* YOUR INSTRUCTIONS: Output the rows between the lines holding "Does the image contain any clear" and "[187,257,215,306]", inclusive, as a two-column CSV with the headers text and answer. Give one CSV line per row, put each field in double quotes, and replace any line breaks inside a field with spaces.
ENTRIES start
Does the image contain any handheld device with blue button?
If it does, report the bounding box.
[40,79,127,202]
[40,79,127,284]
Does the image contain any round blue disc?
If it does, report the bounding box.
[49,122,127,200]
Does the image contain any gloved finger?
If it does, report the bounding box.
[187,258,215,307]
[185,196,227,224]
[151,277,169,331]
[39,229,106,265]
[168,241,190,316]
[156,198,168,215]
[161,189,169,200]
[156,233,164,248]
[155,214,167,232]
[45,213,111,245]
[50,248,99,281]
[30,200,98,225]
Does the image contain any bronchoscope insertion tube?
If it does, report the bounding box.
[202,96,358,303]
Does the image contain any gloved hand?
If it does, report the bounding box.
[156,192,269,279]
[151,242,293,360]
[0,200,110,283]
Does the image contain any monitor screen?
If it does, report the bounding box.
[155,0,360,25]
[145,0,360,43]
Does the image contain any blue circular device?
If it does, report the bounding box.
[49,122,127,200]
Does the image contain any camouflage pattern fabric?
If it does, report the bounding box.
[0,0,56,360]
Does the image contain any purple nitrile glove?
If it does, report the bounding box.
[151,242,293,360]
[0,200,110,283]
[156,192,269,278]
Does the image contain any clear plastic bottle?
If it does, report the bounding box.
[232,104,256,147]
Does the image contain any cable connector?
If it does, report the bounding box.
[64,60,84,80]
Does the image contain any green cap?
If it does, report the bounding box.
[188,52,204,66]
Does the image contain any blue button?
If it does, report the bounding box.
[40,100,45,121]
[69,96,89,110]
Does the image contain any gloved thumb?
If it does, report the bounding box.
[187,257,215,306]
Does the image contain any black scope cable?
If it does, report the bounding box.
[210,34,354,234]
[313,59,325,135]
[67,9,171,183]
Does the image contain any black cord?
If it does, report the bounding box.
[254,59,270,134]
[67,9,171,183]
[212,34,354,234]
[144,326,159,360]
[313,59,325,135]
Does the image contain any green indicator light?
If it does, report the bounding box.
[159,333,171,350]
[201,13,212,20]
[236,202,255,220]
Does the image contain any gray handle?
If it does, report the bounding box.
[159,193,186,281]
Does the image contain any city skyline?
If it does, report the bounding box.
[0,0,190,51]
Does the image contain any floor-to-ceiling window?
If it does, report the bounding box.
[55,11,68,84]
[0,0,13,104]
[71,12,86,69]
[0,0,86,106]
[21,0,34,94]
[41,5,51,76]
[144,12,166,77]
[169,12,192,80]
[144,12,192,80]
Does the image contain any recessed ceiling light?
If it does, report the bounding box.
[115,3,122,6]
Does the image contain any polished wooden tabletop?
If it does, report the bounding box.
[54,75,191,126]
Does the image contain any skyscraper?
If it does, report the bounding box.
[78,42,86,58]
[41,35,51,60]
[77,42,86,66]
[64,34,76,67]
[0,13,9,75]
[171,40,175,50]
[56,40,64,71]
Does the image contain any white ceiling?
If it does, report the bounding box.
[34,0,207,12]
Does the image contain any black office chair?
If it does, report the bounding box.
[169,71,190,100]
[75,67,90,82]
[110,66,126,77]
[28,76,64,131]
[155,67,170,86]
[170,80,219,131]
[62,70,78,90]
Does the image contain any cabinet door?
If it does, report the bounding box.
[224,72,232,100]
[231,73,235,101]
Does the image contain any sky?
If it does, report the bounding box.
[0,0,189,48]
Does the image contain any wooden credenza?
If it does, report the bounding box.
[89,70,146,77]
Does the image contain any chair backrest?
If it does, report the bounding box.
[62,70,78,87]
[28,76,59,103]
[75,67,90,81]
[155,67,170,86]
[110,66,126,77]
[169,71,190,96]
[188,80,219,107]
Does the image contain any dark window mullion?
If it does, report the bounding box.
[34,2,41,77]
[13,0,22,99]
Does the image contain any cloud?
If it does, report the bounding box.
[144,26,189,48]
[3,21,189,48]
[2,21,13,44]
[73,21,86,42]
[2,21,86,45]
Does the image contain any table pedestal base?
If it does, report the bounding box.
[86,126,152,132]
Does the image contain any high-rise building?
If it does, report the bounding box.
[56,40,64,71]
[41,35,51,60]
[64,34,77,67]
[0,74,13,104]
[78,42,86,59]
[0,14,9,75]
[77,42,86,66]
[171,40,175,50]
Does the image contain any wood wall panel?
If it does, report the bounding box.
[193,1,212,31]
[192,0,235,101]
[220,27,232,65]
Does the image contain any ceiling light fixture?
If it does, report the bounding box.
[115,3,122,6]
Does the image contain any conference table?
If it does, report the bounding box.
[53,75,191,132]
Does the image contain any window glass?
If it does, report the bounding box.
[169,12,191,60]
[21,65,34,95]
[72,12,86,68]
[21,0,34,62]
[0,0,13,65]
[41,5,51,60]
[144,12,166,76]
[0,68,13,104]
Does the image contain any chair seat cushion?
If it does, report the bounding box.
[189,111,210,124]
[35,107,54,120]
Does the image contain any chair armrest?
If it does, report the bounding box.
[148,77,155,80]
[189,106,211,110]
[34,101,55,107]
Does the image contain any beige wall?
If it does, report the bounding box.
ENTRIES end
ENTRIES start
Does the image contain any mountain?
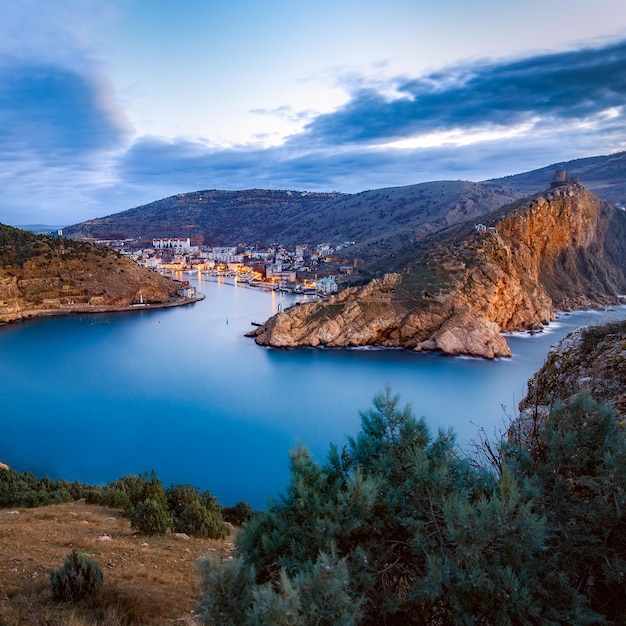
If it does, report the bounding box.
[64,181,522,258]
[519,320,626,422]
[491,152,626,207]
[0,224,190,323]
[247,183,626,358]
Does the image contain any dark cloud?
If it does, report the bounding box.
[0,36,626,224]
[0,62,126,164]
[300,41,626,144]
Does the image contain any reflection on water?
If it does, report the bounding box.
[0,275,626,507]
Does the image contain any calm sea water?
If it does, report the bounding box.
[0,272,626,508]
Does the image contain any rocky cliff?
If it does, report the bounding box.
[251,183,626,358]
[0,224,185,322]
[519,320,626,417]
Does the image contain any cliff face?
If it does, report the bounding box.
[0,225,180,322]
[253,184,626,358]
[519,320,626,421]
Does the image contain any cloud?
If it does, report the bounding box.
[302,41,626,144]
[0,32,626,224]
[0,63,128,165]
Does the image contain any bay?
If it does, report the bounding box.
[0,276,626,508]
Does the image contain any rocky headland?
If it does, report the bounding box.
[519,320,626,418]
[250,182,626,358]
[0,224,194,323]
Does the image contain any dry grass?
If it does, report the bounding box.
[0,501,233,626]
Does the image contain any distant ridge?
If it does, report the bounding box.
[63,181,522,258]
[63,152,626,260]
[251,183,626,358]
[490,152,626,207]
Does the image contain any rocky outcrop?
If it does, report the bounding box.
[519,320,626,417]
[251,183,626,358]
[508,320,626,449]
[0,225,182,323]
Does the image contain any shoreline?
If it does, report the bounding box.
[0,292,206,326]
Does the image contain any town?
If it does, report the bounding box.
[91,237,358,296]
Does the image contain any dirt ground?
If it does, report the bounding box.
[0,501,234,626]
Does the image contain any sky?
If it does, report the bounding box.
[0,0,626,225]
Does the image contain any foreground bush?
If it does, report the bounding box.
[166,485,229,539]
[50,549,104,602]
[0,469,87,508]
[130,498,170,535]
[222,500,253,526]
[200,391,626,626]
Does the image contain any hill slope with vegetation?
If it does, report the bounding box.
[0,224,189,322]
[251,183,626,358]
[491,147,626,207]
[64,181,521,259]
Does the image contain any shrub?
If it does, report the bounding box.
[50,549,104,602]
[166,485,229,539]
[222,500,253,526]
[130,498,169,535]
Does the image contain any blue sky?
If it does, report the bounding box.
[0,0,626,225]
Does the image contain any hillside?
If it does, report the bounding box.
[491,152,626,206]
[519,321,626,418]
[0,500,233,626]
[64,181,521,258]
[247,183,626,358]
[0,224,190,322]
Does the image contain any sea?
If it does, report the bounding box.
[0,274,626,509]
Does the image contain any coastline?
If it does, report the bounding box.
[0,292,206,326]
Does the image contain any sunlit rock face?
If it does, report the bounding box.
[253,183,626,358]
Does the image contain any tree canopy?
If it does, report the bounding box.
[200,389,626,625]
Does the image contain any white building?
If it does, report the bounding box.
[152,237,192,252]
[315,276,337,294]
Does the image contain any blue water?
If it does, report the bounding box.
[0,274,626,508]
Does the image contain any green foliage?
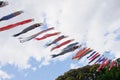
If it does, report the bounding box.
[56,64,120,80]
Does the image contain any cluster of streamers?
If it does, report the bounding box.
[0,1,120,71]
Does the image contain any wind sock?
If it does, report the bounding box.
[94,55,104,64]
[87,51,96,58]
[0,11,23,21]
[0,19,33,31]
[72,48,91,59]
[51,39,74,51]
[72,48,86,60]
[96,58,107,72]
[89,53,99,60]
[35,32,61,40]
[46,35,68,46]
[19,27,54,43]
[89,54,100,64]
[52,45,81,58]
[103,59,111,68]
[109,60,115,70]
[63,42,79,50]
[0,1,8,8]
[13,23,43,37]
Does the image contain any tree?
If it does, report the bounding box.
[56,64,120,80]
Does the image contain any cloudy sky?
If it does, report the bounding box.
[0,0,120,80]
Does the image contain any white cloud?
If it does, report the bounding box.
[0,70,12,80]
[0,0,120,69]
ENTRIES end
* TASK RESULT:
text,answer
"Does the image contain any clear plastic bottle? If it does, report the bounding box.","[232,104,256,147]"
"Does the image contain any cable connector? If it does, report the bounding box.","[64,60,84,80]"
"Does the image contain any green cap? If it does, report the bounding box.","[188,52,204,66]"
"Does the image contain any blue button? If it does, report the bounding box.","[40,100,45,121] [69,96,89,110]"
"Does the image contain any gloved thumb? If it does, report the bounding box.","[187,257,215,306]"